[Opening Data supplied section]

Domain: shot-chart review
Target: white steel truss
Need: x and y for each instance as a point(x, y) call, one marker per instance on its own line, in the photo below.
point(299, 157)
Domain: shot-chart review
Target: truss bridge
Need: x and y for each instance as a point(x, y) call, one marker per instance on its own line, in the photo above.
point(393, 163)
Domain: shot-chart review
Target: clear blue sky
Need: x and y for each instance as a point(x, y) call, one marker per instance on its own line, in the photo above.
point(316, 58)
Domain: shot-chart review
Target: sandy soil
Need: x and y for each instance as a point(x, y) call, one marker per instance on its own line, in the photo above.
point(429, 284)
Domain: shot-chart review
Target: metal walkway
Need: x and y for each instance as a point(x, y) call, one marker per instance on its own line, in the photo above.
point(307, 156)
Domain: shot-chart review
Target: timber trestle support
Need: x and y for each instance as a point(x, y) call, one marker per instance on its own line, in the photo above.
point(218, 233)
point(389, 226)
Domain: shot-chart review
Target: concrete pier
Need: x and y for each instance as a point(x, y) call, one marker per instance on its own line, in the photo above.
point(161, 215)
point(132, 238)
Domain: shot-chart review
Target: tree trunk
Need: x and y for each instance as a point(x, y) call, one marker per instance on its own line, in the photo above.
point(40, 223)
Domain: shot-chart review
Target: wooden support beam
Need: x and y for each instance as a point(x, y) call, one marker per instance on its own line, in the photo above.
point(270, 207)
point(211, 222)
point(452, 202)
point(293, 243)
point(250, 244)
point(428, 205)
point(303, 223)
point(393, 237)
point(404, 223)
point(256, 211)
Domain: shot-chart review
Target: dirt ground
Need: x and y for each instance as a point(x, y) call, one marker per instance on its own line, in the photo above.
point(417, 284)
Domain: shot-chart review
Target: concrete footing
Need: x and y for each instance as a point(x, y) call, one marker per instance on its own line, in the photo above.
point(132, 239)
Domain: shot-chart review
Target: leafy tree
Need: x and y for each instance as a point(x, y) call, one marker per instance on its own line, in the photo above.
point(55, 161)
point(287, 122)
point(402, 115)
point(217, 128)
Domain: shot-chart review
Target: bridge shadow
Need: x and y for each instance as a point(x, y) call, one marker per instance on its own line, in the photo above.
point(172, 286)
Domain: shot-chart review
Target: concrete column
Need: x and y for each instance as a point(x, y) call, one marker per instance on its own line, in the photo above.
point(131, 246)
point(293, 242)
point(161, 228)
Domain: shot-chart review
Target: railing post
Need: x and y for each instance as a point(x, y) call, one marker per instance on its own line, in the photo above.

[Closing Data supplied section]

◆ **Exercise instructions**
Each entry in the data should be restated exactly as it was written.

◆ **Expected answer**
Domain: shot-chart review
Target: white steel truss
Need: x and y for each instance as a point(x, y) call, one marker per instance on its own line, in the photo below.
point(299, 157)
Domain: shot-chart review
Target: truss bridge
Need: x and y for each instance as a point(x, y) call, one marker per instance on its own line, in the photo above.
point(393, 163)
Domain: shot-chart review
Target: clear blue sky
Need: x and y for each instance as a point(x, y) call, one marker per instance on its own line, in the photo above.
point(316, 58)
Domain: shot-chart review
Target: sandy soil
Need: x and y for each instance as a point(x, y) call, one marker per instance on its own line, in the photo above.
point(429, 284)
Domain: shot-chart review
Target: metal walkway
Need: x and y for each instance as a point(x, y) call, one marker per instance on its own line, in the photo above.
point(307, 156)
Domain: shot-chart review
Target: timber trestle support
Need: x and y for each instance as a point(x, y) call, one marker per instance on its own line, in the photo above.
point(218, 233)
point(389, 226)
Domain: shot-chart review
Target: concrete pier
Need: x and y for each instance as a point(x, y) call, one marker per instance on its own line, in the photo above.
point(161, 215)
point(132, 238)
Domain: shot-chart review
Target: tree trunk
Need: x and y for each instance as a point(x, y) call, one marker per instance on its own line, in the photo above.
point(40, 223)
Domain: shot-chart review
Target: wooden support beam
Need: x and y for each instance as a point(x, y) call, one marker per instance on its own line, in the photo above.
point(270, 207)
point(211, 222)
point(452, 202)
point(293, 243)
point(250, 244)
point(428, 205)
point(303, 223)
point(393, 237)
point(404, 223)
point(256, 211)
Domain: shot-chart review
Target: dirt ground
Need: x and y for each instance as a point(x, y) call, one marker per instance on its own line, in the photo above.
point(417, 284)
Domain: shot-chart review
Target: concrete footing
Need: x and y for each instance as a point(x, y) call, one marker per instance on its own line, in the photo above.
point(132, 239)
Domain: shot-chart review
Target: leafy tree
Need: x and y for each instance as a point(x, y) call, one marker per instance on its own line, in the photo above.
point(55, 161)
point(287, 122)
point(402, 115)
point(217, 128)
Domain: shot-chart review
Target: bridge shadow
Need: x and y for each instance as a point(x, y) call, one marker per instance on its own line, in the photo above.
point(172, 286)
Domain: shot-chart review
Target: concrete column
Need: x and y for each instance as a point(x, y) call, one marker per instance on its own line, in the photo above.
point(131, 246)
point(293, 242)
point(161, 228)
Domain: shot-chart review
Target: railing post
Need: x and y for each instance as a point(x, y) call, one marker per instance on its own line, in the photo above.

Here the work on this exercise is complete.